─── MATERIAL PROVIDED ───

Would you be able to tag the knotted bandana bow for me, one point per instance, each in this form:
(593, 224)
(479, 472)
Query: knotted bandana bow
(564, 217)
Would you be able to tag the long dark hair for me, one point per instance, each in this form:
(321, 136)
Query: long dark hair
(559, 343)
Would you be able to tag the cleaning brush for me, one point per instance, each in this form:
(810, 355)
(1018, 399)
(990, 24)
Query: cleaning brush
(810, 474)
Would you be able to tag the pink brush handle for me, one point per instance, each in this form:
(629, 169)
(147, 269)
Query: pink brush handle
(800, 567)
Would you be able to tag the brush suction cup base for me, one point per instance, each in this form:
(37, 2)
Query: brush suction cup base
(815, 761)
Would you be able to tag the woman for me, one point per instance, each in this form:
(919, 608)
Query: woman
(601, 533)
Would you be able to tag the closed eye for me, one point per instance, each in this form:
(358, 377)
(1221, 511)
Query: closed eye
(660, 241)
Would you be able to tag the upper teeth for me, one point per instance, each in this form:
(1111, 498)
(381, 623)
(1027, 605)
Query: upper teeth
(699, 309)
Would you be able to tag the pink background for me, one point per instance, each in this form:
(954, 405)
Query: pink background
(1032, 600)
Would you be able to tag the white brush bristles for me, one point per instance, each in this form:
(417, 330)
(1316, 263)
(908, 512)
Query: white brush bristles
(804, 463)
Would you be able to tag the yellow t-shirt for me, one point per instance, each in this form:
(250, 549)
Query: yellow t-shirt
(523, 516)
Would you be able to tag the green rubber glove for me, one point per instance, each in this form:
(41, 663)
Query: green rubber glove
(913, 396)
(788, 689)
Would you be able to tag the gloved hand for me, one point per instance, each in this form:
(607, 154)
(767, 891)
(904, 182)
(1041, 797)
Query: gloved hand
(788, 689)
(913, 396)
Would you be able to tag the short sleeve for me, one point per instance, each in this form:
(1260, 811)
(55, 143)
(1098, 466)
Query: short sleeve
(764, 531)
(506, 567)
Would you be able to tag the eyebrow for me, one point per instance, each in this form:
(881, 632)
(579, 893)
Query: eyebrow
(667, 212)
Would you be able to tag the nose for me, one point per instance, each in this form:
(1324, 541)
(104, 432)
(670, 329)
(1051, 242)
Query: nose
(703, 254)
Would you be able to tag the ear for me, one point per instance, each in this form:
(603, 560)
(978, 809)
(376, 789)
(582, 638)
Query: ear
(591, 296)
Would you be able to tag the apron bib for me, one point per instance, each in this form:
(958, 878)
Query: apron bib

───

WHAT THIS TASK INVOLVES | In your answer, reproduce every entry exactly as it was written.

ANSWER BOX |
Would you be able to tag the knotted bandana bow for me, one point per instance, each in this form:
(593, 224)
(479, 472)
Query: knotted bandana bow
(564, 217)
Would you be able to tag the long dark hair for me, one point per instance, each in this form:
(321, 136)
Query: long dark hair
(559, 343)
Would you be able to tag the cleaning brush for me, one point per instance, each in this form:
(810, 355)
(1018, 399)
(990, 24)
Query: cleaning brush
(810, 474)
Would you be able to tag the pink brush handle for me, one point per instance, each in this form:
(629, 169)
(147, 269)
Query: pink brush handle
(800, 567)
Would you be able to tag the brush suction cup base for me, one point per instance, each in this form:
(37, 2)
Query: brush suction cup base
(815, 761)
Would you be able to tag the woman for me, one point per instance, each in this form:
(919, 608)
Query: woman
(601, 533)
Would you be able to tag the closed eye for me, one point per instance, each in this form:
(358, 377)
(1221, 511)
Query: closed eye
(660, 241)
Would you be able to tag the upper teeth for me, one point per instance, each in this form:
(1111, 498)
(381, 623)
(1027, 605)
Query: upper teeth
(699, 309)
Would you be able to tag the pink background for me, one point per instance, each in this form:
(954, 405)
Query: pink background
(1032, 600)
Would you be able to tag the white brush bristles for me, one point per instance, each in this form:
(417, 330)
(1316, 263)
(908, 512)
Query: white brush bristles
(804, 463)
Would you be able to tag the yellow t-shirt for me, one point per instance, each in this form:
(250, 549)
Query: yellow t-shirt
(523, 516)
Would you be able to tag the green rubber glove for me, one point per instance, each in this form:
(41, 663)
Query: green rubber glove
(913, 396)
(788, 689)
Would you be able to tag the gloved hand for me, one point per instance, each in this form:
(607, 154)
(767, 891)
(904, 182)
(1041, 797)
Query: gloved hand
(788, 689)
(913, 396)
Would you be able to tag the short sleeve for me, one point per instance, each in this form:
(1260, 811)
(55, 143)
(1098, 466)
Query: short sleeve
(764, 531)
(506, 567)
Would you be able to tag the eyebrow for me, one point per instance, each in this form:
(881, 632)
(579, 893)
Query: eyebrow
(667, 212)
Would you be able to tag the nose for me, one point per instance, each in this form:
(1324, 541)
(104, 432)
(670, 329)
(1051, 242)
Query: nose
(703, 254)
Would you be able to tag the ear for me, one point per instance, each in this form:
(603, 560)
(978, 809)
(376, 789)
(582, 638)
Query: ear
(591, 296)
Would you be able to tag the apron bib for me, one point per instance, each in this form:
(958, 878)
Query: apron bib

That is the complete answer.